:: HAZ ESTO ::
Copia de nuevo el texto sobre Philip Johnson desde "Un klee por" hasta "de su legado." y sustituye en él "aluminio" por "acero".

:: SECCIÓN DE TEXTO ::

--------

Una nueva biografía analiza al camaleónico Philip Johnson, creador de modas que pasó de defender el nazismo a construir para Trump

Anatxu Zabalbeascoa
Philip Johnson con Jacqueline Kennedy en Nueva York, en 1983.
Philip Johnson con Jacqueline Kennedy en Nueva York, en 1983.

Un klee por menos de 100 dólares. Ese fue el primer lienzo que el estadounidense Philip Johnson (1906-2005) compró en Berlín. Tenía 23 años. Su padre había invertido en aluminio y él nunca tuvo que trabajar para vivir. Esa circunstancia decidió el tipo de arquitectura —siempre nueva, siempre arriesgada— que apoyó durante toda su vida. Otra cosa fue la que el autor del edificio ATT en Nueva York o de las Torres Kio en Madrid logró construir. Pero juzgar por sus edificios a quien llevó la arquitectura y el diseño a los museos, a quien donó al MoMA más de 2.000 obras, a quien consiguió para Mies van der Rohe uno de sus encargos más aplaudidos (la Torre Seagram de Park Avenue) o a quien, en ese rascacielos, diseñó el restaurante más famoso de Manhattan (el Four Seasons donde sedujo a Andy Warhol o Jackie Kennedy) sería minimizar lo mejor y lo peor de su legado.

--------

:: Extractos de datos de anotación de puntos ::
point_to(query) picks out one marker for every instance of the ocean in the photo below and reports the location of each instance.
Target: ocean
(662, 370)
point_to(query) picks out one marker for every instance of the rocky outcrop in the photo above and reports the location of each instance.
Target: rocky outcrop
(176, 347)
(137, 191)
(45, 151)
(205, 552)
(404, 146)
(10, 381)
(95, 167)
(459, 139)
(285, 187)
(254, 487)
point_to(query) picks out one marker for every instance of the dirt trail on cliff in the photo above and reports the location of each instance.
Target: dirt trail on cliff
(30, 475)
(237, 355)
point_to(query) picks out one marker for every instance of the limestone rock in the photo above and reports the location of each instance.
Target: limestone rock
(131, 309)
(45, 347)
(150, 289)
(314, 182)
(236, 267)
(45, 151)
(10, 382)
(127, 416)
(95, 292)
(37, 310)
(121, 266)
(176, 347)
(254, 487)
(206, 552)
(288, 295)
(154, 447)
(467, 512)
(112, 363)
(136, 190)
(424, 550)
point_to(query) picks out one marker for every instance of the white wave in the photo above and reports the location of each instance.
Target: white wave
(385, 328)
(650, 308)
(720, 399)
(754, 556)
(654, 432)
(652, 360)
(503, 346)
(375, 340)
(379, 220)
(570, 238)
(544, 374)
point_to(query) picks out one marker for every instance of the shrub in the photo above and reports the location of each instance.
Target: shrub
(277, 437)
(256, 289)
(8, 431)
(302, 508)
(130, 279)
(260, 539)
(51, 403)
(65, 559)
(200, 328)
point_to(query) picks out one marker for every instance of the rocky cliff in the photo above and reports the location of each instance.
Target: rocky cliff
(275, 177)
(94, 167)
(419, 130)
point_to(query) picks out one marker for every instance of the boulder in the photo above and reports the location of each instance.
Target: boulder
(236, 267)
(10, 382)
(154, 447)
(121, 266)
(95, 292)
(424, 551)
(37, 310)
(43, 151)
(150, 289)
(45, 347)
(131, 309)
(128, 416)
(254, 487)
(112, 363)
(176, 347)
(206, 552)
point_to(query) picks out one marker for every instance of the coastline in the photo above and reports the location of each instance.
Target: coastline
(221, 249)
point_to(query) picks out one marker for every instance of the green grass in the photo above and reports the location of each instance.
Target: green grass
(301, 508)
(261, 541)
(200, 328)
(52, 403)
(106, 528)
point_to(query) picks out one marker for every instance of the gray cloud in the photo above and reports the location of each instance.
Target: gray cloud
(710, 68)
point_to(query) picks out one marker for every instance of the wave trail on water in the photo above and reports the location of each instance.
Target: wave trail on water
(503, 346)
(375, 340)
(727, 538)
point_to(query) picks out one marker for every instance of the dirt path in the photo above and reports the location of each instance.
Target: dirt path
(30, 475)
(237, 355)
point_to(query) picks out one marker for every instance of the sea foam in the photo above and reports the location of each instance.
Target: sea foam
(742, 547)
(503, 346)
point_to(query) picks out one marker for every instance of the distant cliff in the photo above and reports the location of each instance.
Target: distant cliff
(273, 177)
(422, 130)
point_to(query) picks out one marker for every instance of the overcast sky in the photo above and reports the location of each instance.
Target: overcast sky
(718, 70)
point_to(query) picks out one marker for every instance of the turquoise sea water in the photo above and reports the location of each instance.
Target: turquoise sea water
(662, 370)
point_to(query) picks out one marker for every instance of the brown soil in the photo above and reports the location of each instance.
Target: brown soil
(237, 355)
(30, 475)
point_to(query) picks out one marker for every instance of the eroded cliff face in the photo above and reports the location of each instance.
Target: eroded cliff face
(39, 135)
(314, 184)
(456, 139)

--------

:: SOLUCIÓN ::
Un klee por menos de 100 dólares. Ese fue el primer lienzo que el estadounidense Philip Johnson (1906-2005) compró en Berlín. Tenía 23 años. Su padre había invertido en acero y él nunca tuvo que trabajar para vivir. Esa circunstancia decidió el tipo de arquitectura —siempre nueva, siempre arriesgada— que apoyó durante toda su vida. Otra cosa fue la que el autor del edificio ATT en Nueva York o de las Torres Kio en Madrid logró construir. Pero juzgar por sus edificios a quien llevó la arquitectura y el diseño a los museos, a quien donó al MoMA más de 2.000 obras, a quien consiguió para Mies van der Rohe uno de sus encargos más aplaudidos (la Torre Seagram de Park Avenue) o a quien, en ese rascacielos, diseñó el restaurante más famoso de Manhattan (el Four Seasons donde sedujo a Andy Warhol o Jackie Kennedy) sería minimizar lo mejor y lo peor de su legado.